• [Extracted text]

This step can be done either automatically, using the `clusterer.find_optimal_parameters_for_pruning` method, or manually by specifying the `kwargs_makeConjunctiveDistanceMatrix` dictionary. If you have a smaller total number of ROIs (<100 ROIs per session and/or <8 sessions), then it may be a good idea to manually play with the parameters in the next cell instead of using the automatic method.

<br></br>

##### Option A: Automatic Method
This step finds the optimal parameters to mix the similarity matrices by tuning mixing parameters to maximally separate the distributions of pairwise similarities for ROI pairs known to be different and ROI pairs that are likely matched.

Some of the details of underlying algorithm:
1. For each step in the optimization process, all the similarity matrices (`s_sf`, `s_NN_z`, `s_SWT_z`, `s_sesh`) are each passed through a sigmoid activation function that is parameterized (e.g. `'power_SF'`, `'sig_SF_kwargs'`), then all the similarity matrices are combined using a p-norm, where the 'p' is parameterized with `'p_norm'`. This results in a single conjunctive similarity matrix called `sConj` bounded between 0-1. 
2. `sConj` is converted into a distance matrix `dConj` (bounded from 1-0).

• [Stated problem]
Write out the text on ROI clustering parameters again, starting with "##### Option A: Automatic" and going on through "bounded between 0-1.", renaming "similarity matrices" to "affinity matrices" everywhere it occurs.

• [Information given]
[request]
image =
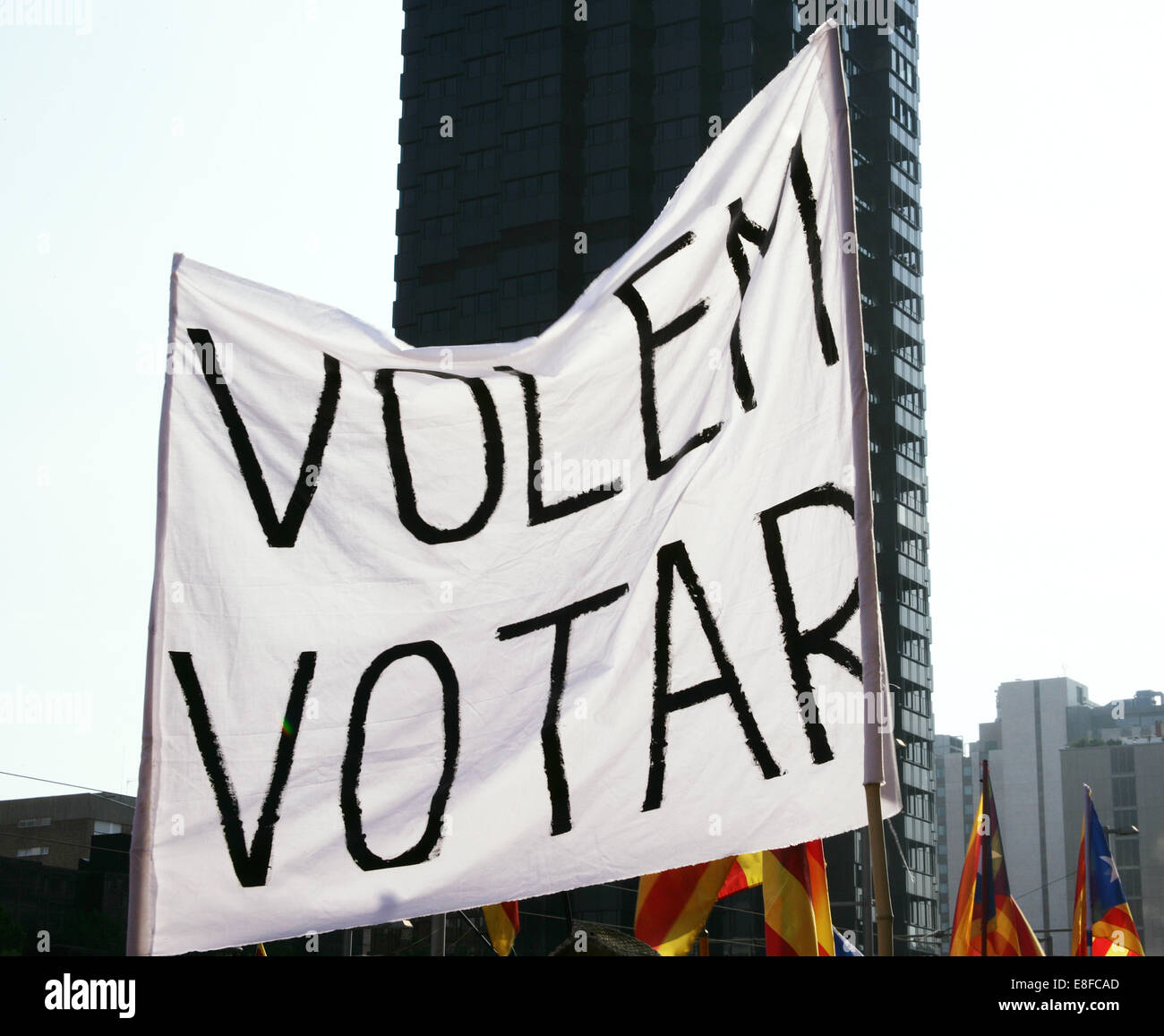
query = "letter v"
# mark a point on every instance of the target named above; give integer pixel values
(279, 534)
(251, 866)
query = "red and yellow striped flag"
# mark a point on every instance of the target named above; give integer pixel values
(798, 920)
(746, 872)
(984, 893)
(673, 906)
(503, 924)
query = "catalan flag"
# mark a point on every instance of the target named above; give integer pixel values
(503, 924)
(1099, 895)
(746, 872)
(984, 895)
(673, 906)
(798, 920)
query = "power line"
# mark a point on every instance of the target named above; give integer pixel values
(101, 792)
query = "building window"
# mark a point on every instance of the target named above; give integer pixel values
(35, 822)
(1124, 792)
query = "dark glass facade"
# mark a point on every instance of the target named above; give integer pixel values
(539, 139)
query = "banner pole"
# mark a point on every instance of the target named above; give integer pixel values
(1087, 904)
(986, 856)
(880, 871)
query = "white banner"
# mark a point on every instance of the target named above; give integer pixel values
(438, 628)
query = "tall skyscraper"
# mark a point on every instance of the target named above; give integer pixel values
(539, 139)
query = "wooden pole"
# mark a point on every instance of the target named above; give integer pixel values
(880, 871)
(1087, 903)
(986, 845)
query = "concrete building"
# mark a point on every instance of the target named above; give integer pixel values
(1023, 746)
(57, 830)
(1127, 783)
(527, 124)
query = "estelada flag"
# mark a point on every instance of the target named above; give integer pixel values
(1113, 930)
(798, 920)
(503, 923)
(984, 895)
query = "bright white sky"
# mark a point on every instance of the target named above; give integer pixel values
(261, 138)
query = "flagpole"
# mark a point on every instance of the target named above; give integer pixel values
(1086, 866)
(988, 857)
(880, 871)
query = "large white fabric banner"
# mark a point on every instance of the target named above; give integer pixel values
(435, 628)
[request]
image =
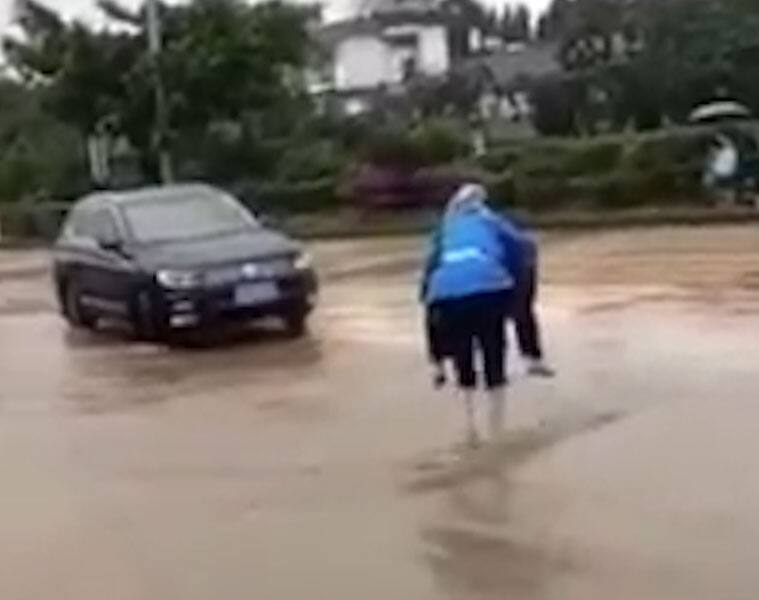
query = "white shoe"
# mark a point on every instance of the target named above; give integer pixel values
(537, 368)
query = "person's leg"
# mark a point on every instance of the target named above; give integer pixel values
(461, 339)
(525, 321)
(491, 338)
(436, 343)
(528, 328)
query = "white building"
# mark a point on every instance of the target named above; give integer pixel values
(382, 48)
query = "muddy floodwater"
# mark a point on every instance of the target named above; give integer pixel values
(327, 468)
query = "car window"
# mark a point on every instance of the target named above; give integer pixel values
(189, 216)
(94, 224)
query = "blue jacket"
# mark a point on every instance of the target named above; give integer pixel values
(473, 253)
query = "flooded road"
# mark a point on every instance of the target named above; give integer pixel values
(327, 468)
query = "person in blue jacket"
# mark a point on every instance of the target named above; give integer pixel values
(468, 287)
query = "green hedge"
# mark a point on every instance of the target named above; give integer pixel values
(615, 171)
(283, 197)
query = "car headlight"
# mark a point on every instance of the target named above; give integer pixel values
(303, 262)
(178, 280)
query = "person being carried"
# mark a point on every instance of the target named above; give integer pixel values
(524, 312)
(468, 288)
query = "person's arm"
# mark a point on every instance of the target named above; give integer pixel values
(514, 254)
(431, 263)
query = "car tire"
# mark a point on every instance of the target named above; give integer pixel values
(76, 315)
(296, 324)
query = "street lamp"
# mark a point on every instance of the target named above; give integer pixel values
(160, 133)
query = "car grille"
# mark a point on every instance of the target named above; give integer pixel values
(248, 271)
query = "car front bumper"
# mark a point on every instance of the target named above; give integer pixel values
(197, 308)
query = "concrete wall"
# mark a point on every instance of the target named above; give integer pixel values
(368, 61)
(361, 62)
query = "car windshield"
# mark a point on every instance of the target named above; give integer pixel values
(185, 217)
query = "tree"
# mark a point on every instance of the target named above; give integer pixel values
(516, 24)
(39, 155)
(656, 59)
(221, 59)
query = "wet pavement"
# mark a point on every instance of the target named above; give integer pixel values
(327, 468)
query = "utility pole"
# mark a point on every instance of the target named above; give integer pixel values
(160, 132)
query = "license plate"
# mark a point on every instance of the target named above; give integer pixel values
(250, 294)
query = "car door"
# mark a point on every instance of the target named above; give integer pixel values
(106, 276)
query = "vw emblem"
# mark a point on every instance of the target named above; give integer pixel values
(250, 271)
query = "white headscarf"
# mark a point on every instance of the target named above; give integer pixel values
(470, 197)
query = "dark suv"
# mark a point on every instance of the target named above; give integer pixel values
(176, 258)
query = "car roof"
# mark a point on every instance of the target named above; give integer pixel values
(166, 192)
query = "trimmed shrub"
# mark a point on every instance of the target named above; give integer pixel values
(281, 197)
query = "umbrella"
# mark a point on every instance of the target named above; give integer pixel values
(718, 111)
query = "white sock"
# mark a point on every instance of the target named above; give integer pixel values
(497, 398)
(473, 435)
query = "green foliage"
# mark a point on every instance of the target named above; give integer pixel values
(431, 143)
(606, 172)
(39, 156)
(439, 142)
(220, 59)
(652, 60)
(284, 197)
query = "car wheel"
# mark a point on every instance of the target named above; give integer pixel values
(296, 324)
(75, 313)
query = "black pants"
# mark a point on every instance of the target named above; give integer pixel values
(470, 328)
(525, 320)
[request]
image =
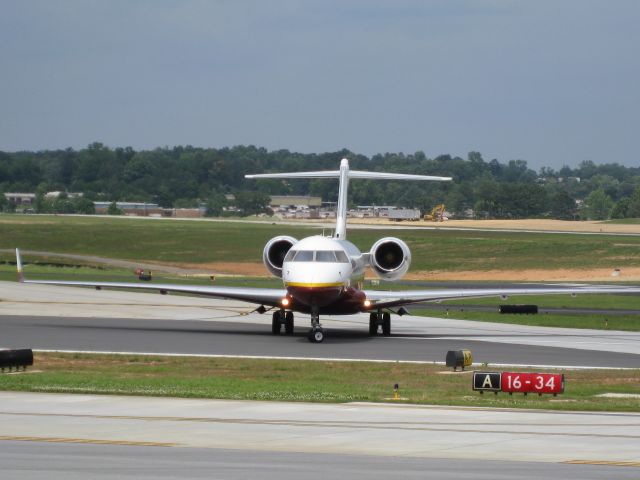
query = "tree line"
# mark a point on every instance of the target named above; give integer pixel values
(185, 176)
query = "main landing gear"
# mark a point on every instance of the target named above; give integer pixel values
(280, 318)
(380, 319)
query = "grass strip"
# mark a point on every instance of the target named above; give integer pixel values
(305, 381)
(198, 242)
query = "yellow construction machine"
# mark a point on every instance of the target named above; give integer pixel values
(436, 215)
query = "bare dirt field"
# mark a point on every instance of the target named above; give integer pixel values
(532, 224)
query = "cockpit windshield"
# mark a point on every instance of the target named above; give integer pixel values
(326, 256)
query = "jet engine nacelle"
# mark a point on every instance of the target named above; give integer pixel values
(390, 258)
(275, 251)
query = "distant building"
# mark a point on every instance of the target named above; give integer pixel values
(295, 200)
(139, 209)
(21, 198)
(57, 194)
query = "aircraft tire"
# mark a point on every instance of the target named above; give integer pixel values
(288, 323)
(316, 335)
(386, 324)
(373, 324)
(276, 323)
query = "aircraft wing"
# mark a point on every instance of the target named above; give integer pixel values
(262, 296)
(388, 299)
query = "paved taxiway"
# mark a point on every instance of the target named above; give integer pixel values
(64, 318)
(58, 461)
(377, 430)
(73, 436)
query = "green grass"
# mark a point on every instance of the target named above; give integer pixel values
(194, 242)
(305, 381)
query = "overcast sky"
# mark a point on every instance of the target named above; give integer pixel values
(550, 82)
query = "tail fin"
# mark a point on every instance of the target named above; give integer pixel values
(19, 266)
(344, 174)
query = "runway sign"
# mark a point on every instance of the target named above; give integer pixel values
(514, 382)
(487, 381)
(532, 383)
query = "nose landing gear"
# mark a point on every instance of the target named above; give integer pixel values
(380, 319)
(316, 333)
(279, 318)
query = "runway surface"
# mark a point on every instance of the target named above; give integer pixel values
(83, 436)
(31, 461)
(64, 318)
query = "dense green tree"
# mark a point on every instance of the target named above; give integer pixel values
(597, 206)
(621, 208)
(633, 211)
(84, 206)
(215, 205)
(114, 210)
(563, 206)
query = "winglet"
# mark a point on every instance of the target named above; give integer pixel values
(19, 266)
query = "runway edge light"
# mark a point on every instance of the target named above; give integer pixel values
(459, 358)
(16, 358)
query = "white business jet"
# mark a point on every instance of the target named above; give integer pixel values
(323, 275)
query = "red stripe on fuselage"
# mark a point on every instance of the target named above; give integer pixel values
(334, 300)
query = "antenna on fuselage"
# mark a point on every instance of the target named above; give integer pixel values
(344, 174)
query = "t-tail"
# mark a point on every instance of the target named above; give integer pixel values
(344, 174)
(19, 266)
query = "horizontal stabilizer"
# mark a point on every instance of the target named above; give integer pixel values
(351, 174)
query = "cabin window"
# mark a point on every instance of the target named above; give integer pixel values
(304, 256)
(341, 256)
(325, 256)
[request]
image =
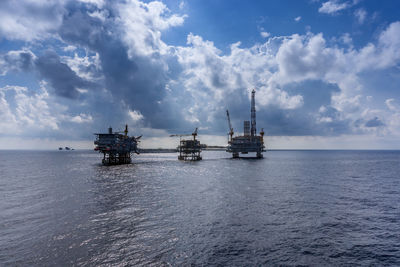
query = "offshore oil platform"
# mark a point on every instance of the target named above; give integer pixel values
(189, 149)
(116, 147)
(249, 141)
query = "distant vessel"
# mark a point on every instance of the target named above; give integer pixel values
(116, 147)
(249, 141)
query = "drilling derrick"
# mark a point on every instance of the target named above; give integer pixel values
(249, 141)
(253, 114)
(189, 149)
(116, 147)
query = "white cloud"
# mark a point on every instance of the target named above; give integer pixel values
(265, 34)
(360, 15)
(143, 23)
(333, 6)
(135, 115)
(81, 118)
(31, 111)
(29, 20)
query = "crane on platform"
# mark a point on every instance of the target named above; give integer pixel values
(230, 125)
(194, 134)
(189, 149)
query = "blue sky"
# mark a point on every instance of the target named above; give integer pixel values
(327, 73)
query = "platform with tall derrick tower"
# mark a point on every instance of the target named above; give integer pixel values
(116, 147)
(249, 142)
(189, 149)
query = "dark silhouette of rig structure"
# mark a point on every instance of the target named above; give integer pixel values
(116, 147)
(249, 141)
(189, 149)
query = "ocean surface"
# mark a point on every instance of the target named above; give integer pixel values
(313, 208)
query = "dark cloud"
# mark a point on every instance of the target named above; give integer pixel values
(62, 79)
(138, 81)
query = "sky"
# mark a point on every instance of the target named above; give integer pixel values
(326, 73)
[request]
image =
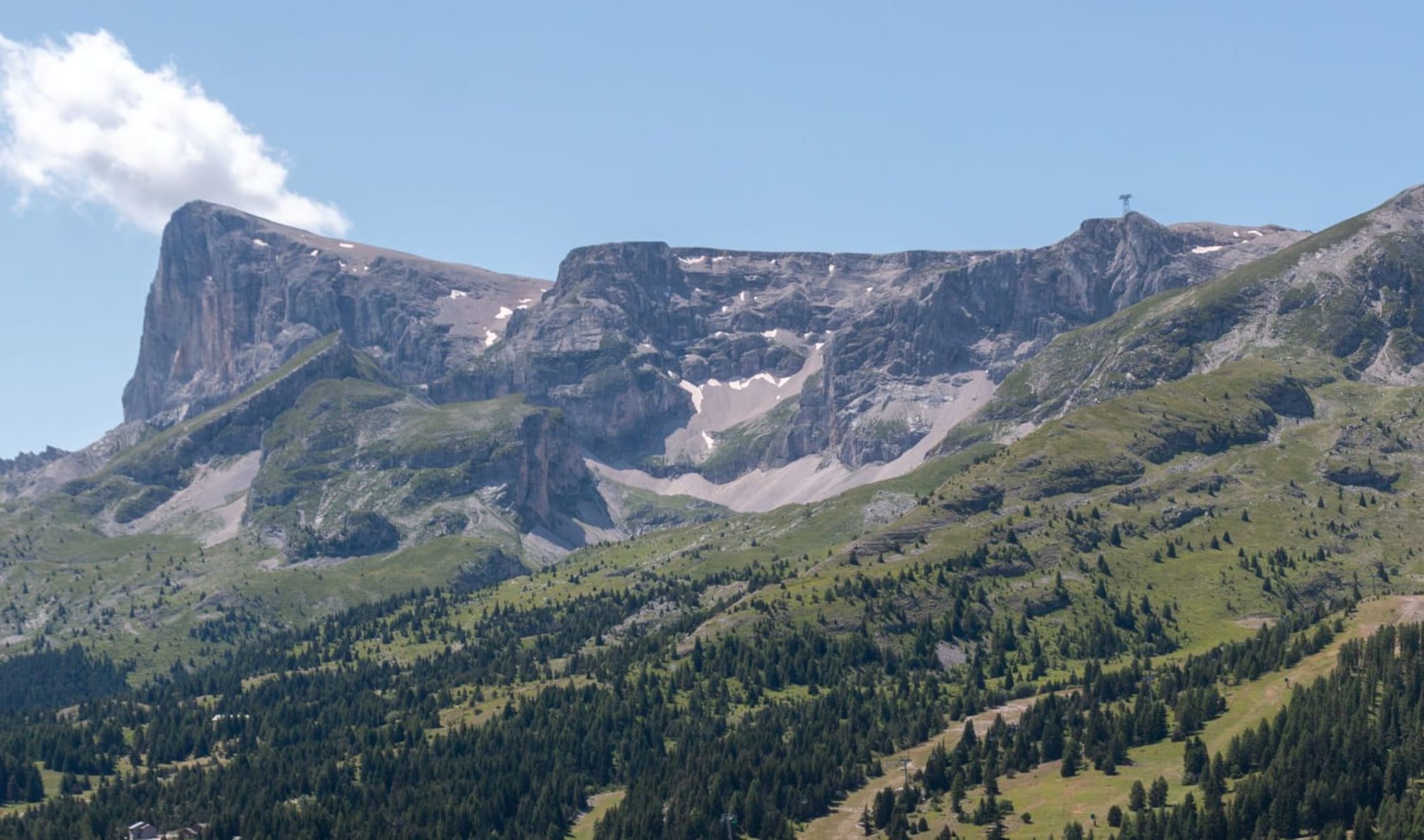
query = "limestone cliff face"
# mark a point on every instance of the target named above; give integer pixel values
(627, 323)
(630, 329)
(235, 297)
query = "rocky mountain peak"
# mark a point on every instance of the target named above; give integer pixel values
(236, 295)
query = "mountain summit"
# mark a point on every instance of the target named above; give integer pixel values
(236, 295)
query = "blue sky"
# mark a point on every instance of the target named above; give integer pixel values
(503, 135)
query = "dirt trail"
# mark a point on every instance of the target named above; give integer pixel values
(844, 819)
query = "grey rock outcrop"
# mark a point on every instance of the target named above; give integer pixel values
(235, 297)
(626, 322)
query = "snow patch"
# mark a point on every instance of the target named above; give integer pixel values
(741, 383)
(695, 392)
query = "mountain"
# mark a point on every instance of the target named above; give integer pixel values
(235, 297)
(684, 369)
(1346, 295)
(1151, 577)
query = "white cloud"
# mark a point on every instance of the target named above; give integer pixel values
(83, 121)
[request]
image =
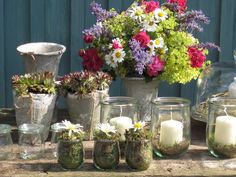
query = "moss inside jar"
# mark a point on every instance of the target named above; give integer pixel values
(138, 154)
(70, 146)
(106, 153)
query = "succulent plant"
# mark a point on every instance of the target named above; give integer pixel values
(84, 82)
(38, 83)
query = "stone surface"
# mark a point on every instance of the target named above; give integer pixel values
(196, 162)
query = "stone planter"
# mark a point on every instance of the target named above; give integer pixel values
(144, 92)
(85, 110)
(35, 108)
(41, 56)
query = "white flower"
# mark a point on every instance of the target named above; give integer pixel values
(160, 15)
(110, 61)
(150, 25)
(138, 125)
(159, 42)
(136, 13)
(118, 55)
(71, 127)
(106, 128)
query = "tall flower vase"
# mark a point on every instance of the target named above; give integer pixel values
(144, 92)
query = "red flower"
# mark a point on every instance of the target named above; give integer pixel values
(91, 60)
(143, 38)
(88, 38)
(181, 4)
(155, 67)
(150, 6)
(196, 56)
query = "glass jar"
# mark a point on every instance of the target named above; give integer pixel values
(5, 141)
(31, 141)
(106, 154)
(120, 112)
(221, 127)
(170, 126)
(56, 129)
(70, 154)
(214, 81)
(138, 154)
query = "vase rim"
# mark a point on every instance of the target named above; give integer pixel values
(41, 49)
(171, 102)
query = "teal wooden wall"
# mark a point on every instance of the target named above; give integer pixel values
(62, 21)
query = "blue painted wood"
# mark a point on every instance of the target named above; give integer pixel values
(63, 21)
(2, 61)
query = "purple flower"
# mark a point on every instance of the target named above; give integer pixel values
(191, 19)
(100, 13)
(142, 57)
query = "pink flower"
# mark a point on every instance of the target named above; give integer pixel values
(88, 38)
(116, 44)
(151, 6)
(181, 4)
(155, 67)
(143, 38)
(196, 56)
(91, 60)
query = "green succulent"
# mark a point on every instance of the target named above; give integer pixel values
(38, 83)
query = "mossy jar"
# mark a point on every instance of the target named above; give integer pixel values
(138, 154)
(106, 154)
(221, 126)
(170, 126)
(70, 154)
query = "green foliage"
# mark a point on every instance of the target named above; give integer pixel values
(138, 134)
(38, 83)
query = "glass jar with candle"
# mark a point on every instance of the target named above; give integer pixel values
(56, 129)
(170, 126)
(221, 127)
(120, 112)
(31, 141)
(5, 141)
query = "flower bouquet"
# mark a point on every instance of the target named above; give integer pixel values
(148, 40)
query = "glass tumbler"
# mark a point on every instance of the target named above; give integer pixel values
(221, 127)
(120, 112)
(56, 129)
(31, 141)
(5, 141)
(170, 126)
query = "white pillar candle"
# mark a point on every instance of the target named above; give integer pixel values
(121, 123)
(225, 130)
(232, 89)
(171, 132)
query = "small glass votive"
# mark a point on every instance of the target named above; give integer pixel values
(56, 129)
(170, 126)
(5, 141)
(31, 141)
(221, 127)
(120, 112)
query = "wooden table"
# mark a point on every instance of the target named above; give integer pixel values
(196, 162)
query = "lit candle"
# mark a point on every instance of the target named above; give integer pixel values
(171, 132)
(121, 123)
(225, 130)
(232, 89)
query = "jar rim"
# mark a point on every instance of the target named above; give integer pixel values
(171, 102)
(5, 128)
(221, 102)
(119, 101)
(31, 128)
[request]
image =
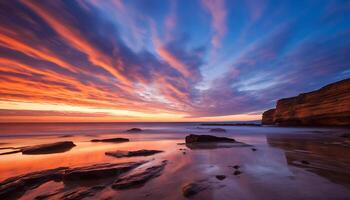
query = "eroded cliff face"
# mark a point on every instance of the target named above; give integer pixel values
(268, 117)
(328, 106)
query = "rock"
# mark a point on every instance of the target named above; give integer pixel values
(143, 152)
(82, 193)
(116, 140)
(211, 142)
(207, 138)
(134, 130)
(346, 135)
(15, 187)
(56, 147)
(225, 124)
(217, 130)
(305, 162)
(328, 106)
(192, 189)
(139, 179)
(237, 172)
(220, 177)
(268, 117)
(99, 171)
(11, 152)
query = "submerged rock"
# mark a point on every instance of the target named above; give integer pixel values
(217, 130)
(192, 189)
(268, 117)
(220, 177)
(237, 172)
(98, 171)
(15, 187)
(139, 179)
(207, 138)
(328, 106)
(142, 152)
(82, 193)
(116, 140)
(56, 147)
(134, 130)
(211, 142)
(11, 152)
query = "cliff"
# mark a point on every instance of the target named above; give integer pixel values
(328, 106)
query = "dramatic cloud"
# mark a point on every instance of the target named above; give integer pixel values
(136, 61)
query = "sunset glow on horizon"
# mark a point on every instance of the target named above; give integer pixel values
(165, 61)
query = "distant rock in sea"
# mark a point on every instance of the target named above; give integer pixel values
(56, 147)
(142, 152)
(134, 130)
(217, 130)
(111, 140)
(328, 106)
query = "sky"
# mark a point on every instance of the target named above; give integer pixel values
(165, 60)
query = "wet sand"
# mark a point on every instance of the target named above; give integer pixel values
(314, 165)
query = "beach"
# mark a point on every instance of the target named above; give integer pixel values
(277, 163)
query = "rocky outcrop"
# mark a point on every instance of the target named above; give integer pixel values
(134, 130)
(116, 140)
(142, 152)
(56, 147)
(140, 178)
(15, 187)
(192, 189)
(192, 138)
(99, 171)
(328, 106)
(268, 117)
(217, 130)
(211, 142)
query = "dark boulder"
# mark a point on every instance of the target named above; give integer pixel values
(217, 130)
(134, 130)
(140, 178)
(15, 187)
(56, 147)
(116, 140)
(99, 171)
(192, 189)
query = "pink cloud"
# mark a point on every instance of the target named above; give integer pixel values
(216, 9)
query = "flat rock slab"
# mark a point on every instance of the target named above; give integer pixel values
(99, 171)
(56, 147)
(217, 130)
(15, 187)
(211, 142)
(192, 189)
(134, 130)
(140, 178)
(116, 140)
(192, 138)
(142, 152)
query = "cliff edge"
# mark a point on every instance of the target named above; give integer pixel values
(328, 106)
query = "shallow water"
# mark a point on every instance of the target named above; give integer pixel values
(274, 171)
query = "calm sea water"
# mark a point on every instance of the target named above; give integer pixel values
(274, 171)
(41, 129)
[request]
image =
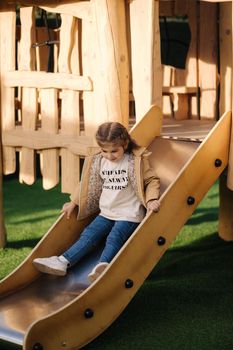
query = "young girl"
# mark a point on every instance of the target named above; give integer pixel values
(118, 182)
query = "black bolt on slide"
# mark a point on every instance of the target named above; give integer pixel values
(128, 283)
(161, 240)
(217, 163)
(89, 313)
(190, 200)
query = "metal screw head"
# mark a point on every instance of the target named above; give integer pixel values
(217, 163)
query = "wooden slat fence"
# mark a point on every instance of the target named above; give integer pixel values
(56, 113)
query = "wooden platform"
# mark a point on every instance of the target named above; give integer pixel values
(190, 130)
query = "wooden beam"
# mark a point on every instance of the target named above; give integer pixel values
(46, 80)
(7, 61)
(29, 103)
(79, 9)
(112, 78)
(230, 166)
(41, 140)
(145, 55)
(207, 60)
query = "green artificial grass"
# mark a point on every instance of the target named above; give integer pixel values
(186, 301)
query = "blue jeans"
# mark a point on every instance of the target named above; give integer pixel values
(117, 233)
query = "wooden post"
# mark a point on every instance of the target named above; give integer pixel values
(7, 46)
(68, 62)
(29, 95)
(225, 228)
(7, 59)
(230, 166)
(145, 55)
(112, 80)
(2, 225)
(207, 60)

• [Complete response]
##### Option A: Automatic Method
This step finds the optimal parameters to mix the affinity matrices by tuning mixing parameters to maximally separate the distributions of pairwise similarities for ROI pairs known to be different and ROI pairs that are likely matched.

Some of the details of underlying algorithm:
1. For each step in the optimization process, all the affinity matrices (`s_sf`, `s_NN_z`, `s_SWT_z`, `s_sesh`) are each passed through a sigmoid activation function that is parameterized (e.g. `'power_SF'`, `'sig_SF_kwargs'`), then all the affinity matrices are combined using a p-norm, where the 'p' is parameterized with `'p_norm'`. This results in a single conjunctive similarity matrix called `sConj` bounded between 0-1.